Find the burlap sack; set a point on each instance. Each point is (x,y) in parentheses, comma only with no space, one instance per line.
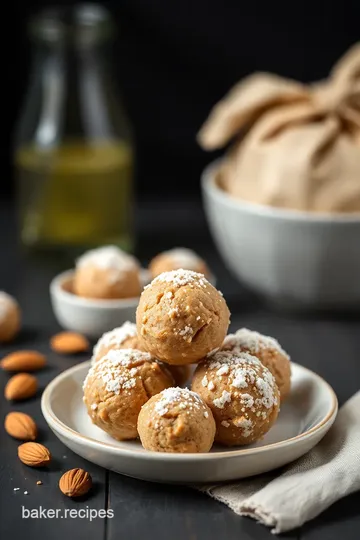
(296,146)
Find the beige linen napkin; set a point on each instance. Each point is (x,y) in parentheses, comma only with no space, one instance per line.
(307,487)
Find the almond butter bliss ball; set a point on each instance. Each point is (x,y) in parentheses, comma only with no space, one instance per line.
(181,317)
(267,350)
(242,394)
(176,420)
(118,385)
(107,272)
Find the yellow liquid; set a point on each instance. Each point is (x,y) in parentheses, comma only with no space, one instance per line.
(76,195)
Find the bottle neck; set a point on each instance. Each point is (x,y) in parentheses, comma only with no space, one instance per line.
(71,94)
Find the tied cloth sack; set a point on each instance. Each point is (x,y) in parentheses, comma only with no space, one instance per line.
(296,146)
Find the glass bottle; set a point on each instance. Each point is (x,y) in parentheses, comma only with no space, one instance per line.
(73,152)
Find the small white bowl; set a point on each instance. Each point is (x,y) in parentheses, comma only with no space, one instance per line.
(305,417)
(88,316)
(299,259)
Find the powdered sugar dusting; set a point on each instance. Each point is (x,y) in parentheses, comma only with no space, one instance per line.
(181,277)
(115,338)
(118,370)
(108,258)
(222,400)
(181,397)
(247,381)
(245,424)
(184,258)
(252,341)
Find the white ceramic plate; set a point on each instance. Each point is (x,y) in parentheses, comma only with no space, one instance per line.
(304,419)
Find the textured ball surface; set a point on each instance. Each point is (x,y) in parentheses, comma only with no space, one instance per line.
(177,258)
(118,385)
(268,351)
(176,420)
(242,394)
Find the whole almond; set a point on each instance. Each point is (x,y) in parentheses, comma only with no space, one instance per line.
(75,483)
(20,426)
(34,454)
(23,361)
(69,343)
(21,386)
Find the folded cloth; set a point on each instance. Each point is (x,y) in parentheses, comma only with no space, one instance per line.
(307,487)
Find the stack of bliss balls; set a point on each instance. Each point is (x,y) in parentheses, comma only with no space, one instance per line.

◆ **DO THIS**: Please turn the lines above into a numbered list, skipping any blank lines and leaving the pictures out.

◆ **RESULT**:
1. Find the burlap sack; set a point on each instance. Each point is (x,y) in parentheses, comma only with no space, one instance per line.
2. (296,146)
3. Find the beige linen napkin; set a point on each instance. Each point is (x,y) in parentheses, comma only with no space, one instance per line.
4. (307,487)
5. Find the almond butter bliss ball; set a point on each instance. Each point is (x,y) in parentheses, comma only with no space, one instance per line.
6. (181,317)
7. (267,350)
8. (242,394)
9. (176,420)
10. (118,385)
11. (107,272)
12. Find the yellow liquid; set a point on each instance. Each point is (x,y) in parentheses, comma only with no space, one instance per line.
13. (76,195)
14. Find the bottle neck; set a point on each instance. Each point is (x,y) in parentheses, comma only with no space, one instance per line.
15. (71,94)
16. Find the tied cloth sack; set a point on each instance. Each point is (x,y) in parentheses, comma only with no space, one instance per line.
17. (296,146)
18. Find the glass bottle; set a point on each instance. Each point is (x,y) in parentheses, comma only with no space, one instance per line.
19. (73,152)
20. Find the small white bowl; set a point on each instance. Each point is (x,y) in parentheses, comma only with no space, one instance per line.
21. (305,417)
22. (88,316)
23. (299,259)
24. Find the powdered sugar dusting; set a point on each instance. Each point is (x,y) in parentheses, comma only with no space, one instance per line.
25. (181,277)
26. (115,338)
27. (118,370)
28. (108,258)
29. (222,400)
30. (181,397)
31. (247,381)
32. (245,424)
33. (184,258)
34. (252,341)
35. Find the white ceramic plate; set a point on each instance. Each point is (x,y) in parentheses, comma only with no space, one instance per line.
36. (304,419)
37. Find the textured ball surface; set a point on each instance. Each point is (x,y) in parentheses, comma only with no space, one instance per line.
38. (177,258)
39. (118,385)
40. (268,351)
41. (176,420)
42. (242,394)
43. Find the whole almond; set a point on each instance. Each point is (x,y) in parentheses, comma only with no space, one instance per line.
44. (75,483)
45. (20,426)
46. (34,454)
47. (23,361)
48. (69,343)
49. (21,386)
50. Find the folded cloth; set a point on each instance. Each point is (x,y) in parentheses, comma only with no space, one instance per line.
51. (307,487)
52. Find the stack of bliss balls; set a point on each instance. Each point is (x,y) in parentheses, comma only with no space, one instance per line.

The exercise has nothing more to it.